Requirement >> Starting with the first line of the data below and going on through the line with "256 40 495 360", copy the text again with "tightest" changed to "smallest" and everything else unchanged, and leave the pictures out of your answer.

— START —

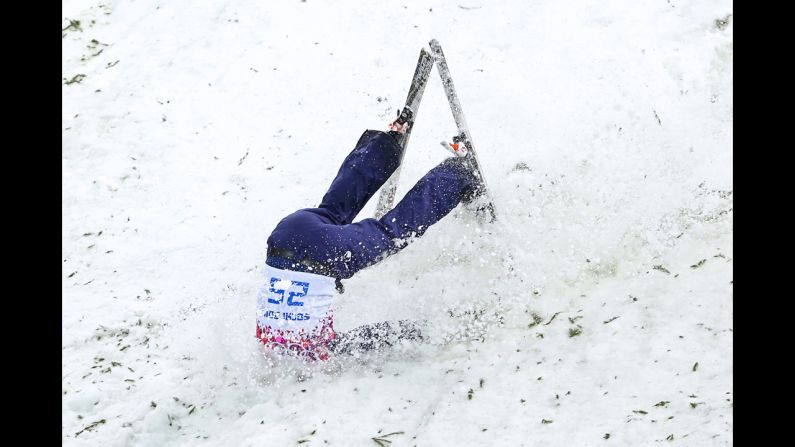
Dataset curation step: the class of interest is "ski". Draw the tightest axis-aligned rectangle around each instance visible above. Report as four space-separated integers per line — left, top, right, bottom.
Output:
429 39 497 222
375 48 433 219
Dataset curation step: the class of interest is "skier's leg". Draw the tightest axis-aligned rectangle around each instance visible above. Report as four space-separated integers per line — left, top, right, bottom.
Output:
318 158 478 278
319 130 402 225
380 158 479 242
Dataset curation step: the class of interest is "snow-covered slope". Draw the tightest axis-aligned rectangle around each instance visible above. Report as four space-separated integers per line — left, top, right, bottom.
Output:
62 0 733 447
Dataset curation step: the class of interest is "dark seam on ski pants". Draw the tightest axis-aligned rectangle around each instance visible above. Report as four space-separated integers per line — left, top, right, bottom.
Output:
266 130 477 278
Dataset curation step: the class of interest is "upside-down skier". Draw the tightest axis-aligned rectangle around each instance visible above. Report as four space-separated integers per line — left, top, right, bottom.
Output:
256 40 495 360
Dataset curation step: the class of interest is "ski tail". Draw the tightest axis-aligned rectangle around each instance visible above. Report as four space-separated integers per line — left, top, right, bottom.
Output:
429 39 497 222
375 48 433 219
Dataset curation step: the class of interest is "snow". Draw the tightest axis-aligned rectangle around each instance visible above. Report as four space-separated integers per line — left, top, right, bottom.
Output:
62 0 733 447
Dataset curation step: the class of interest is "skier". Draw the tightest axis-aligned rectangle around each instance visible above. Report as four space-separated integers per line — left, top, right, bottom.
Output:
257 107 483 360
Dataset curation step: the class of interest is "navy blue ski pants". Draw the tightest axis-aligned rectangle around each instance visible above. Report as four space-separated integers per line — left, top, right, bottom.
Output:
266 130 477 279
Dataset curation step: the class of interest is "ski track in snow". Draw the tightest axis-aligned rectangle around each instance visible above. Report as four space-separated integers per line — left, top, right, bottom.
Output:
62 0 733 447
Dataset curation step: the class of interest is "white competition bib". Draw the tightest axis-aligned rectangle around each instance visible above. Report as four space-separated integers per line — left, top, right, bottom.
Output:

— END —

Result for this task >>
Dataset curation step: the class of interest is "ski". Draw the smallest axis-aligned rectangle around each instance visible above. Report as four space-separated integers per line — left, top, right, bottom.
Output:
429 39 497 222
375 48 433 219
Dataset curation step: the class of interest is "skier's leg". Draw the smallest axis-aligned rectangle around each instance visible above. Report as four space-separated integers per line — left, top, right, bottom.
Output:
318 158 478 278
319 130 402 225
380 158 479 242
Dataset curation step: the class of interest is "snow-covered slope". Draw the smallest axis-aligned rectangle around each instance visible above. Report as four space-separated integers per line — left, top, right, bottom.
Output:
62 0 733 447
Dataset curation step: the class of interest is "dark seam on ski pants". Draw the smallest axis-aligned rectangle around each instance visible above. Report as four space-separated integers per line — left, top, right, bottom.
Output:
266 130 477 278
Dataset curation step: the class of interest is "upside-down skier". Draw the smallest axis-aligned rectangle around each instance visible above. Report as four space-separated integers per line — left, top, right, bottom.
Output:
256 40 495 360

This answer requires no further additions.